■ Text segment
# Compression of a Jaguar XK8 Cylinder

1. Jun 18, 2008

### Number1Ballar

1. The problem statement, all variables and given/known data
A Jaguar XK8 convertible has an eight-cylinder engine. At the beginning of its compression stroke, one of the cylinders contains 499 cm^3 of air at atmospheric pressure (1.01 x 10^5 Pa) and a temperature of 27.0 degrees celsius. At the end of the stroke, the air has been compressed to a volume of 46.2 cm^3 and the gauge pressure has increased to 2.72 x 10^6 Pa.

2. Relevant equations
(p1)(V1)/T1 = (p2)(V2)/T2
where p = pressure, V = volume, T = temperature

3. The attempt at a solution
What I tried was:
((1.01 x 10^5)(0.0499))/300 = ((2.72 x 10^6)(4.62 x 10^-4))/T2

I converted the 499cm cubed and the 46.2cm cubed to meters cubed, and also for T1 I did 273(kelvins) + 27

There was a hint given that the 'gauge pressure is the difference between the absolute pressure and the atmospheric pressure. Thus, if you measure a gauge pressure pg, then the absolute pressure p is given by p= pa + pg, where pa is the atmospheric pressure.' So I was thinking for p2 to use ((1.01 x 10^5)+(2.72 x 10^6)) but still did not get the right answer.

■ Work instructions
**1)** In the Jaguar cylinder thread, what gauge pressure does the air reach at the end of the compression stroke?
**2)** Write what comes next in the Jaguar cylinder thread, picking up right after its last sentence.
The rows that come after this text have nothing to do with it.

■ Data listing
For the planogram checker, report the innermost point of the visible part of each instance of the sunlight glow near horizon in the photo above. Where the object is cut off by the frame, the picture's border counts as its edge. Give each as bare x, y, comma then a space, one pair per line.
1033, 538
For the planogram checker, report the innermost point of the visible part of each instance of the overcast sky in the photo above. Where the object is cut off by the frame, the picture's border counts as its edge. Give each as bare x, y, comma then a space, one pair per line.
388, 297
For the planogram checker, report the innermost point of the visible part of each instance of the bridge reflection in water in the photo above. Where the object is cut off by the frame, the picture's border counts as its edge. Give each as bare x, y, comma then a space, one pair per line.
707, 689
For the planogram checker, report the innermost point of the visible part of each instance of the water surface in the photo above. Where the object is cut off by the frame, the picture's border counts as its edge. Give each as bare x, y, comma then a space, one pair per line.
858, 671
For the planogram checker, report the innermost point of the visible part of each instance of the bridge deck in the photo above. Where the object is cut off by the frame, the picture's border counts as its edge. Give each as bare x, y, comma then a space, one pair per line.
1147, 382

■ Expected responses
**1)** 2.72 x 10^6 Pa

**2)**
The answer to this question is 503 degrees Celsius but I just can't figure out what number to use for p2.

2. Jun 18, 2008

### Dick

You don't have to convert the cm^3 to m^3. If they are both in the same units, just use them as they are. The units will cancel out. The pressure goes up by a factor of about 20 and the volume drops by a factor of about 10. The temperature should about double. You are making a mistake in converting the volumes. 499cm^3=4.99*10^(-4)m^3. 46.2cm^3=4.62*10^(-5)m^3. And, yes, use the gauge pressure thing to make fine adjustments.

Last edited: Jun 18, 2008
3. Jun 18, 2008

### Number1Ballar

Oh okay thank you for the clarification! I was able to get the answer :)